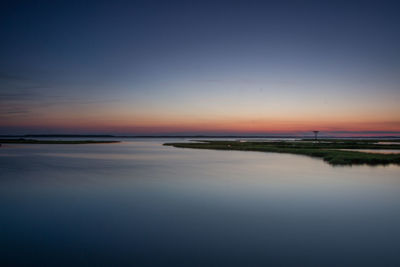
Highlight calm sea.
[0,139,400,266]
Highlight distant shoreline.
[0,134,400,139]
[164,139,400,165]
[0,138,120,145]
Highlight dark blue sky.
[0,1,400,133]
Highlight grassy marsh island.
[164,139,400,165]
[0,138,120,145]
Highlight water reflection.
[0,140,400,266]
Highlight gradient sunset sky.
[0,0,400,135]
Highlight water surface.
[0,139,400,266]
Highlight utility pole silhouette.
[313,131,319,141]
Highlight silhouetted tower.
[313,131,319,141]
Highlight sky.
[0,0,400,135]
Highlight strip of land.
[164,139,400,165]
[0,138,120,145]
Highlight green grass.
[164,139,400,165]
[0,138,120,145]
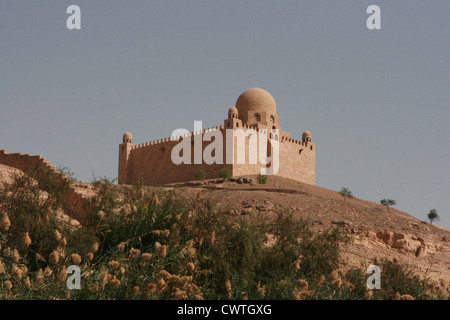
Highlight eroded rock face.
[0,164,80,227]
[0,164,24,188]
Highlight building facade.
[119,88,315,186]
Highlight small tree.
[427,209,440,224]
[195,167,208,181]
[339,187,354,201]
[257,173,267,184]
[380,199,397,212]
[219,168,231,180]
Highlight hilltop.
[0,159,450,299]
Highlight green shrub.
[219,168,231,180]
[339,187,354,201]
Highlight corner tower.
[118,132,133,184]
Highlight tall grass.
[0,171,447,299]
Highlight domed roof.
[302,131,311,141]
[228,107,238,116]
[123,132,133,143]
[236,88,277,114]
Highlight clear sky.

____

Written problem: Please copy all of the data above word for word, leaving the pictures out of your answer.

Completed task:
Highlight calm sea.
[0,139,400,266]
Highlight distant shoreline.
[0,134,400,139]
[164,139,400,165]
[0,138,120,145]
Highlight dark blue sky.
[0,1,400,133]
Highlight grassy marsh island.
[164,139,400,165]
[0,138,120,145]
Highlight water reflection.
[0,140,400,266]
Highlight gradient sunset sky.
[0,0,400,135]
Highlight water surface.
[0,139,400,266]
Highlight utility pole silhouette.
[313,131,319,141]
Highlight silhouetted tower.
[313,131,319,141]
Highlight sky.
[0,0,400,135]
Highlight strip of land.
[164,139,400,165]
[0,138,120,145]
Highlight green grass.
[164,139,400,165]
[0,138,120,145]
Highlight eroded rock face.
[0,164,80,227]
[0,164,24,188]
Highlight building facade.
[119,88,315,186]
Highlight small tree.
[427,209,440,224]
[195,167,208,181]
[339,187,354,201]
[257,173,267,184]
[380,199,397,212]
[219,168,231,180]
Highlight hilltop.
[0,159,450,299]
Highlight green shrub.
[219,168,231,180]
[339,187,354,201]
Highlight corner tower.
[118,132,133,184]
Highlight tall grass.
[0,171,447,299]
Highlight domed roof.
[302,131,311,141]
[228,107,238,116]
[123,132,133,143]
[236,88,277,114]
Highlight clear sky.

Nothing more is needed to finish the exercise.